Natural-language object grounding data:
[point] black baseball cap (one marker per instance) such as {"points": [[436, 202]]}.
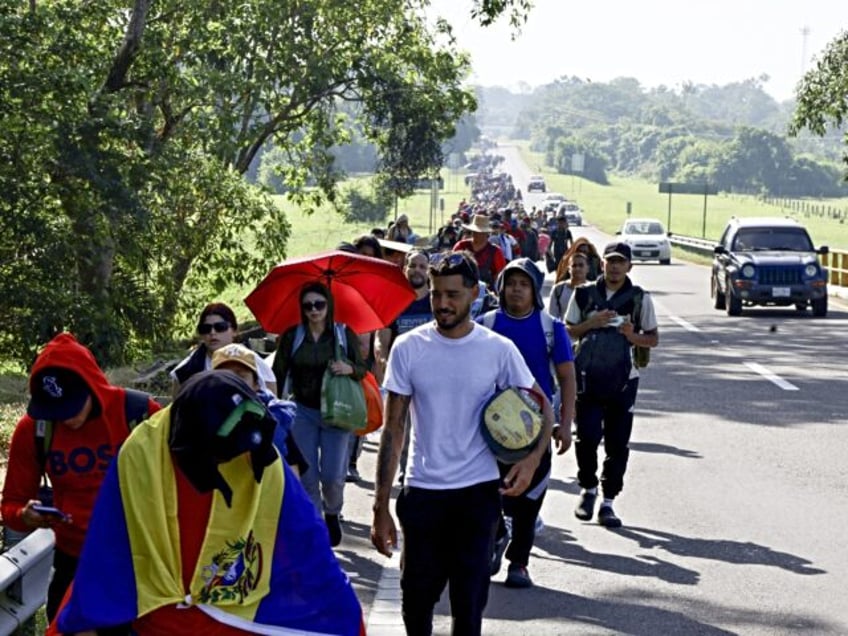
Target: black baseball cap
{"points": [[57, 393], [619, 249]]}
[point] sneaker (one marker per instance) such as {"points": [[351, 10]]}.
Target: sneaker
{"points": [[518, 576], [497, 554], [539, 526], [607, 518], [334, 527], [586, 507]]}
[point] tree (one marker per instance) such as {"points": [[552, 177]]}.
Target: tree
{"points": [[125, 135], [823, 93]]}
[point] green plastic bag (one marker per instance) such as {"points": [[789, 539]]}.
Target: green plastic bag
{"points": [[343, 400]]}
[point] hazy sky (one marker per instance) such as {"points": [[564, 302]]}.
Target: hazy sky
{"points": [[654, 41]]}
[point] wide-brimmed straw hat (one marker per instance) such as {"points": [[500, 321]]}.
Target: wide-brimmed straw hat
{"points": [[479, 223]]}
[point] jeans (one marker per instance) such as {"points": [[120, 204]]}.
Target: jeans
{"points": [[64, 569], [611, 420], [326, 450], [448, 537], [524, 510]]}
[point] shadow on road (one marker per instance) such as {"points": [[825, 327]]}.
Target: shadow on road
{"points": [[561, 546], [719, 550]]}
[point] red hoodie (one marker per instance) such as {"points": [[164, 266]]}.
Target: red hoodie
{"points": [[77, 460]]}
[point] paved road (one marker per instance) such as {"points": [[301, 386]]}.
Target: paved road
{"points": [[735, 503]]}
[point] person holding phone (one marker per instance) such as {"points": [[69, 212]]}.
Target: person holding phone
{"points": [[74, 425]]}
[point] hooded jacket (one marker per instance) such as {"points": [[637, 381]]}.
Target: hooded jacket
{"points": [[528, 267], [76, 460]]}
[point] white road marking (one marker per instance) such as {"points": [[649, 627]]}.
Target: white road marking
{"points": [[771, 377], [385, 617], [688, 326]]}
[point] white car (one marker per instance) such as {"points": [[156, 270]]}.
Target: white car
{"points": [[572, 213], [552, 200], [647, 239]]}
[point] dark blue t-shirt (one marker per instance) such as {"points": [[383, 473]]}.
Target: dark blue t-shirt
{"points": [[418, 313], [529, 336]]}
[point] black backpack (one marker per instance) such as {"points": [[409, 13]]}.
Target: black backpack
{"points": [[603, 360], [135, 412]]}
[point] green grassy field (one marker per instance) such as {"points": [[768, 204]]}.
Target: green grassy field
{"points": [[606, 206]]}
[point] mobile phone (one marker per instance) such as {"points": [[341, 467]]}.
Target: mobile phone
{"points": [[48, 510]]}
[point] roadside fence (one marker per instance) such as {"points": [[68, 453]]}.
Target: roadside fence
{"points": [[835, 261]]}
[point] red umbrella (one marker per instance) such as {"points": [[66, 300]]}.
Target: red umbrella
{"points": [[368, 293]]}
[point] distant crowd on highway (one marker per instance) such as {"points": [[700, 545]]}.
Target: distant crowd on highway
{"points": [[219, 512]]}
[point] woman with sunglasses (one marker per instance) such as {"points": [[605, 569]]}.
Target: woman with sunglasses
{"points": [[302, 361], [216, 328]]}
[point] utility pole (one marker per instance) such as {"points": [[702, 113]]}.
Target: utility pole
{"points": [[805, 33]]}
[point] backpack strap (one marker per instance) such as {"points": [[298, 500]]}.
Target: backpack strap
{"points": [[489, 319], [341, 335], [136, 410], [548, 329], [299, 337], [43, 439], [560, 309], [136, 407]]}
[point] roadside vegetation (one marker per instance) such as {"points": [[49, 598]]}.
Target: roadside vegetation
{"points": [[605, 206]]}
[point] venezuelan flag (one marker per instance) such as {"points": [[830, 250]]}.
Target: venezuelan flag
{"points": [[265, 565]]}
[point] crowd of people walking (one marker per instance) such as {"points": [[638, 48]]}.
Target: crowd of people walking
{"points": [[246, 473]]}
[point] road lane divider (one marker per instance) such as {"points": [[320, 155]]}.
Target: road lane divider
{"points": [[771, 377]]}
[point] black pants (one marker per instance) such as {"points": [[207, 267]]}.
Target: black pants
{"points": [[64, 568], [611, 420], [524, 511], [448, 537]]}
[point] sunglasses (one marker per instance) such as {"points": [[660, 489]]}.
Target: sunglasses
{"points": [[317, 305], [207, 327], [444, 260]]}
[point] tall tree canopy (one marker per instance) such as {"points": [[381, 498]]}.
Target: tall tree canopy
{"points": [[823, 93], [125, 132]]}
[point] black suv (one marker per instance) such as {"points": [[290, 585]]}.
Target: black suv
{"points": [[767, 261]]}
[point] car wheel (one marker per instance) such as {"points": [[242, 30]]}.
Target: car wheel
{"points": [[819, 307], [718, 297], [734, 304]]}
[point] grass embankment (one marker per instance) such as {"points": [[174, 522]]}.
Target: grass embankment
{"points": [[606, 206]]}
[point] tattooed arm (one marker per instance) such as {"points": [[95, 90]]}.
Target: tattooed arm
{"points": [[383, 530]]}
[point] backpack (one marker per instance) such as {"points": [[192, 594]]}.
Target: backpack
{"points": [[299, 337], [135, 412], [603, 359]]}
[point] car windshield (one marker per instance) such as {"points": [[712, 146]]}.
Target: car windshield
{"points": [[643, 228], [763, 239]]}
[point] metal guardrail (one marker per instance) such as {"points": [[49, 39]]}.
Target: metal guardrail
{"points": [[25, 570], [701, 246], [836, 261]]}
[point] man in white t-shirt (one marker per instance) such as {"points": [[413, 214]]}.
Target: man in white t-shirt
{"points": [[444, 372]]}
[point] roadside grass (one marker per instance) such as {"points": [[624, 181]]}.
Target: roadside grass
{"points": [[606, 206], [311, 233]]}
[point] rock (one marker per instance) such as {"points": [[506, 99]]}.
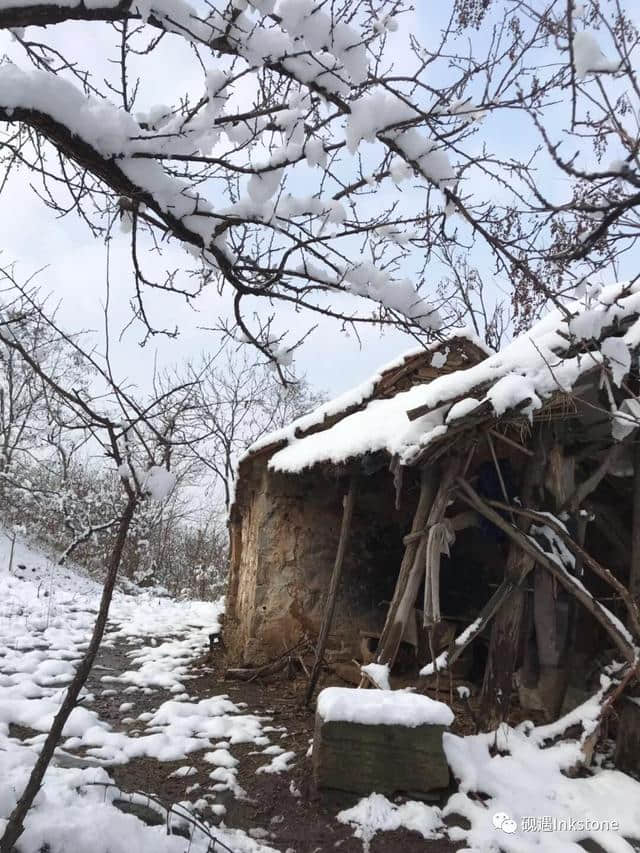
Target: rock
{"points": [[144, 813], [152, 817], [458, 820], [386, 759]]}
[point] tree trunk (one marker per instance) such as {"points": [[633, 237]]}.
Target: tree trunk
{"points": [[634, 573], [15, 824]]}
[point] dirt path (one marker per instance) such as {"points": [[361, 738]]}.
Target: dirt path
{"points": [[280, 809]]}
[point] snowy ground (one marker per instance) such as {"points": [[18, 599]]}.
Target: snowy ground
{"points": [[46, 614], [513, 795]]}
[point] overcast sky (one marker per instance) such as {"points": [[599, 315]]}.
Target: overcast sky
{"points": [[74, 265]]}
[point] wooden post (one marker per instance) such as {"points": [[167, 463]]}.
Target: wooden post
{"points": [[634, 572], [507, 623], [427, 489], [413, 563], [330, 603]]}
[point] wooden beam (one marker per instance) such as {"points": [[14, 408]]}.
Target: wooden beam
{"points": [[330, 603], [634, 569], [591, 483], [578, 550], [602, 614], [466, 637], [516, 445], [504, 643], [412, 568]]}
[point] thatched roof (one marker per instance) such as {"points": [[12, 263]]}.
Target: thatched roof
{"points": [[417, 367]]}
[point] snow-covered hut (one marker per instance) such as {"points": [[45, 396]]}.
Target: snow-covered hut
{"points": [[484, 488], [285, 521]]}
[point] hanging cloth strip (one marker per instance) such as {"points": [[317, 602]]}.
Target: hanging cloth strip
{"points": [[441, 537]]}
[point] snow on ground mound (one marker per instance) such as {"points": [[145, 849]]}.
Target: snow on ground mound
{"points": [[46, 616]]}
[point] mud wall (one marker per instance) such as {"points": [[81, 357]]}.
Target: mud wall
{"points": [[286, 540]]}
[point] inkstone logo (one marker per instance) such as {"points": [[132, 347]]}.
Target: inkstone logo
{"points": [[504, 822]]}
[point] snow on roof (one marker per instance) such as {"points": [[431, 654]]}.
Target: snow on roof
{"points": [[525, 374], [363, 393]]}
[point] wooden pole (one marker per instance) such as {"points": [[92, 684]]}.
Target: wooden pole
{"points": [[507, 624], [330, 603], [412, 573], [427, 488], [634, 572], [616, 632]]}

> Aim of the task: Treating the line with "[point] shadow on" as the last line to include, retype the records exactly from their first line, excluding pictures.

> Solution to this problem:
[point] black baseball cap (one marker per instance) such as {"points": [[436, 202]]}.
Target: black baseball cap
{"points": [[57, 393], [619, 249]]}
[point] sneaker (one marker per instance) such as {"points": [[351, 10]]}.
Target: sneaker
{"points": [[518, 576], [497, 554], [539, 526], [607, 518], [334, 527], [586, 507]]}
[point] tree (one marker per instance) such as {"points": [[552, 177]]}.
Target: tree
{"points": [[125, 135], [823, 93]]}
[point] green plastic bag (one marker per instance) such as {"points": [[789, 539]]}.
Target: green plastic bag
{"points": [[343, 400]]}
[point] hazy sky (one marker per instance) such as {"points": [[564, 302]]}.
Target: hazy sky
{"points": [[654, 41]]}
[point] wide-brimmed straw hat (one marker per instance) such as {"points": [[500, 321]]}.
Target: wide-brimmed straw hat
{"points": [[479, 223]]}
[point] jeans (one marker per instance) such as {"points": [[120, 204]]}.
Target: jeans
{"points": [[64, 569], [611, 420], [326, 450], [448, 537], [524, 510]]}
[point] shadow on road (one marker per instance) such as {"points": [[825, 327]]}.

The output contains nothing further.